Records for identifying positions
· · · · ·

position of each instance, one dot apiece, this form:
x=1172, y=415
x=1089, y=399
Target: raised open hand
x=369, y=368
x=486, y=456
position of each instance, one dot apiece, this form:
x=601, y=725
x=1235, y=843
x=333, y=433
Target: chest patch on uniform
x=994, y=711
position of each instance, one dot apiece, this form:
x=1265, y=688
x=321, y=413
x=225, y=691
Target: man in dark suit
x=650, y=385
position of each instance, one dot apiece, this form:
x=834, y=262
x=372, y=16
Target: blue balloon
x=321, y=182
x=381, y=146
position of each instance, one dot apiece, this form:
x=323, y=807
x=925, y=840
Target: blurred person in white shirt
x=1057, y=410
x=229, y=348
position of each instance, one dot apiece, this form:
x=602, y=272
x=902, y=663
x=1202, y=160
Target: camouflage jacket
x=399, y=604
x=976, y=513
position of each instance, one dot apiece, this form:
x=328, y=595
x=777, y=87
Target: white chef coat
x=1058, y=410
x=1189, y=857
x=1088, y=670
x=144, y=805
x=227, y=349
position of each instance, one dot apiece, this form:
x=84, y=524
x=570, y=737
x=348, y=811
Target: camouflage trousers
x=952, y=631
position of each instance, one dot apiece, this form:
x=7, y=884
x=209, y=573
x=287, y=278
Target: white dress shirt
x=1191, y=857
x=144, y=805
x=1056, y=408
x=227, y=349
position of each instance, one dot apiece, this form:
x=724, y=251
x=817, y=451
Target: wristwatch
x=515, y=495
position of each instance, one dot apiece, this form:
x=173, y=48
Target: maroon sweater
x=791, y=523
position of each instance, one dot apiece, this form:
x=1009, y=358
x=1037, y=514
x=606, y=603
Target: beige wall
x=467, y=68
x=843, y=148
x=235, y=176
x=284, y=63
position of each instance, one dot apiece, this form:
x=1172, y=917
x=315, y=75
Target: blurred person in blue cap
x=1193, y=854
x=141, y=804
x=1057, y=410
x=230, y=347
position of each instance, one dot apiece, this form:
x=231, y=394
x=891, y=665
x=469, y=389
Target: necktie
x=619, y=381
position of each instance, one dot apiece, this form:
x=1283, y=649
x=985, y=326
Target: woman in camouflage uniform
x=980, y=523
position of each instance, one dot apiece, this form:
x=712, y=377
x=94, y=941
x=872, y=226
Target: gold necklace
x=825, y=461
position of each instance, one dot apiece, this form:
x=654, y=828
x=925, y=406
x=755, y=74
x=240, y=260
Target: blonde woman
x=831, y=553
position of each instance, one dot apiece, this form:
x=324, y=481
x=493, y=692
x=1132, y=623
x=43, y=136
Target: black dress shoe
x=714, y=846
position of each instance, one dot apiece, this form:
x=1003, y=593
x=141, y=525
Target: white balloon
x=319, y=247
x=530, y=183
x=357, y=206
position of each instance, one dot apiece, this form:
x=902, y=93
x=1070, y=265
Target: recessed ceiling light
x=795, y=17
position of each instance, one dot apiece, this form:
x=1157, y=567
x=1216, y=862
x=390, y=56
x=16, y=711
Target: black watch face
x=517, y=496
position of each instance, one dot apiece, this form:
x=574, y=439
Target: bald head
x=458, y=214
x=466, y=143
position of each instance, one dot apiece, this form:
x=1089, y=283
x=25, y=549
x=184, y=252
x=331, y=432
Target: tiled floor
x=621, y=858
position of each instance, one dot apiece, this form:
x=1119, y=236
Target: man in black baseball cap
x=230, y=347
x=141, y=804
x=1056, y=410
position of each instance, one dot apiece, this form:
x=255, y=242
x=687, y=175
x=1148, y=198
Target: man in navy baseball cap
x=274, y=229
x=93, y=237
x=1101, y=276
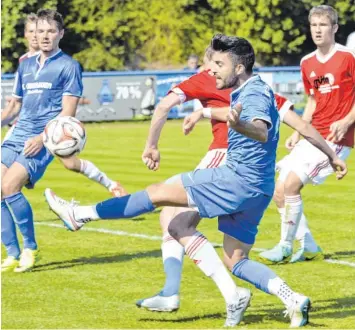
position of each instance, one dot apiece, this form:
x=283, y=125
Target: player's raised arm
x=256, y=129
x=73, y=89
x=308, y=110
x=11, y=110
x=191, y=120
x=151, y=156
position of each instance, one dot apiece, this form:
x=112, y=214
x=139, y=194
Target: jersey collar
x=252, y=78
x=49, y=58
x=329, y=56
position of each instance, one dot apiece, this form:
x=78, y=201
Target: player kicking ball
x=238, y=192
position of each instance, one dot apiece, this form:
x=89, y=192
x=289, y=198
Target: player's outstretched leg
x=168, y=300
x=263, y=278
x=92, y=172
x=17, y=204
x=309, y=250
x=282, y=251
x=9, y=239
x=291, y=216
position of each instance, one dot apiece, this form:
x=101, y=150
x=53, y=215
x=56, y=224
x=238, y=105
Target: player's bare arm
x=307, y=116
x=257, y=129
x=151, y=156
x=191, y=120
x=339, y=128
x=11, y=110
x=311, y=134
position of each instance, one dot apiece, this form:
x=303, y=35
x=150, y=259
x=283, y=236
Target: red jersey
x=332, y=83
x=202, y=86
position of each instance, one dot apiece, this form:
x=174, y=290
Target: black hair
x=240, y=50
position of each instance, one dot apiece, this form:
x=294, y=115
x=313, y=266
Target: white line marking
x=340, y=262
x=159, y=238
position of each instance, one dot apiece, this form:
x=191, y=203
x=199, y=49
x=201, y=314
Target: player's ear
x=335, y=28
x=239, y=69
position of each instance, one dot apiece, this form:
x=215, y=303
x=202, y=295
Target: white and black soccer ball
x=64, y=136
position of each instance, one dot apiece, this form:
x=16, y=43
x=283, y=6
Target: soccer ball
x=64, y=136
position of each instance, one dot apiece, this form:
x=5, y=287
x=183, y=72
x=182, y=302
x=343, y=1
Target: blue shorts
x=221, y=192
x=35, y=166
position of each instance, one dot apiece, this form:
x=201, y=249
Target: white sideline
x=158, y=238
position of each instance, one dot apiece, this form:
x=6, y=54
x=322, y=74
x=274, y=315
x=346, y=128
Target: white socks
x=289, y=225
x=171, y=248
x=92, y=172
x=303, y=234
x=202, y=253
x=305, y=237
x=279, y=288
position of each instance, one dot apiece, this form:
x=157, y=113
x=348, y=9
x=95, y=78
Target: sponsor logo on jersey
x=325, y=83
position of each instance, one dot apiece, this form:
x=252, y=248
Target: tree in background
x=130, y=34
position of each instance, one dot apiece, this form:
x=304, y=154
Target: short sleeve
x=191, y=88
x=73, y=84
x=352, y=66
x=306, y=83
x=283, y=105
x=17, y=90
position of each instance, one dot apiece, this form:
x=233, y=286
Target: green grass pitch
x=91, y=280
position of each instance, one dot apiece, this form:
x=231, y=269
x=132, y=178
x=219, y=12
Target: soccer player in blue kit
x=45, y=86
x=238, y=192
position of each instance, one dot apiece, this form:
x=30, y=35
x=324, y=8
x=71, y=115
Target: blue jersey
x=41, y=89
x=254, y=161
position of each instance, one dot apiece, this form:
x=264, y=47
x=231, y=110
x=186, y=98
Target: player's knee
x=279, y=197
x=7, y=187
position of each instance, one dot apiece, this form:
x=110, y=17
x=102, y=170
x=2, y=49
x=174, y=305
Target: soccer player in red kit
x=328, y=75
x=216, y=104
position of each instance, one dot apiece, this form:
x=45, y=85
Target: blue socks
x=23, y=217
x=8, y=232
x=254, y=273
x=125, y=207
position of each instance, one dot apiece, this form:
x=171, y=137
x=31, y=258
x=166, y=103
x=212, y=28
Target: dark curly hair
x=240, y=50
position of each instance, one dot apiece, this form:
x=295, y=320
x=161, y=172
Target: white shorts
x=309, y=163
x=213, y=158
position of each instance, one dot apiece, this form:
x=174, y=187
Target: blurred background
x=134, y=51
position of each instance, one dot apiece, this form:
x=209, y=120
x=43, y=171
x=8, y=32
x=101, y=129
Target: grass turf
x=92, y=280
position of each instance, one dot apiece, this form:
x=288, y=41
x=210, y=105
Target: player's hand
x=339, y=167
x=337, y=131
x=292, y=141
x=233, y=116
x=190, y=121
x=151, y=158
x=33, y=146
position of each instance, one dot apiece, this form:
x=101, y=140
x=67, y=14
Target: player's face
x=30, y=35
x=227, y=74
x=48, y=35
x=322, y=30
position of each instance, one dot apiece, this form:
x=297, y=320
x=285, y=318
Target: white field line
x=158, y=238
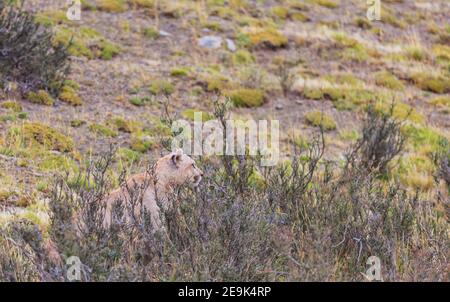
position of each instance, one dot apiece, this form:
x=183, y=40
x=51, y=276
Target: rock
x=231, y=45
x=211, y=42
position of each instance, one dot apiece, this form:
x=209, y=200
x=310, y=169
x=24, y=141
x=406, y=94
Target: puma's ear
x=176, y=157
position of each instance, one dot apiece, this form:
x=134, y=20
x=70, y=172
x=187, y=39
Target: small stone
x=231, y=45
x=211, y=42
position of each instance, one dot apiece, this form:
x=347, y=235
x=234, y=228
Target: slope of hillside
x=285, y=60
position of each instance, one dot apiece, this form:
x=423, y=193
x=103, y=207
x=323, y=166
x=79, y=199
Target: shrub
x=29, y=56
x=381, y=141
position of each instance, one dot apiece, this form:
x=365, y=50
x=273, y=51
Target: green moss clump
x=161, y=87
x=216, y=82
x=401, y=111
x=102, y=130
x=264, y=37
x=127, y=155
x=189, y=114
x=299, y=16
x=78, y=45
x=420, y=136
x=143, y=3
x=440, y=101
x=72, y=84
x=108, y=50
x=52, y=18
x=70, y=96
x=246, y=97
x=320, y=119
x=124, y=125
x=46, y=136
x=242, y=57
x=388, y=80
x=416, y=53
x=280, y=12
x=137, y=101
x=436, y=84
x=12, y=105
x=326, y=3
x=363, y=23
x=179, y=72
x=112, y=6
x=5, y=195
x=141, y=145
x=343, y=98
x=40, y=97
x=77, y=123
x=151, y=33
x=442, y=52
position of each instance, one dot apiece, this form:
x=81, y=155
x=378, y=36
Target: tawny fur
x=170, y=171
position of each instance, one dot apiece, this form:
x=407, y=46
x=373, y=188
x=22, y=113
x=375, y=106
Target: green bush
x=28, y=55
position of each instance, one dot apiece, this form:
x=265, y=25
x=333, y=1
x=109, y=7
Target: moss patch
x=245, y=97
x=40, y=97
x=47, y=137
x=12, y=105
x=189, y=114
x=320, y=119
x=388, y=80
x=161, y=87
x=437, y=84
x=70, y=96
x=112, y=6
x=102, y=130
x=264, y=37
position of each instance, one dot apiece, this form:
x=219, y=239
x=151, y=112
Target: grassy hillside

· · · · ·

Please count the lines in the records above that contain the word "blue" and give only that number.

Worked answer:
6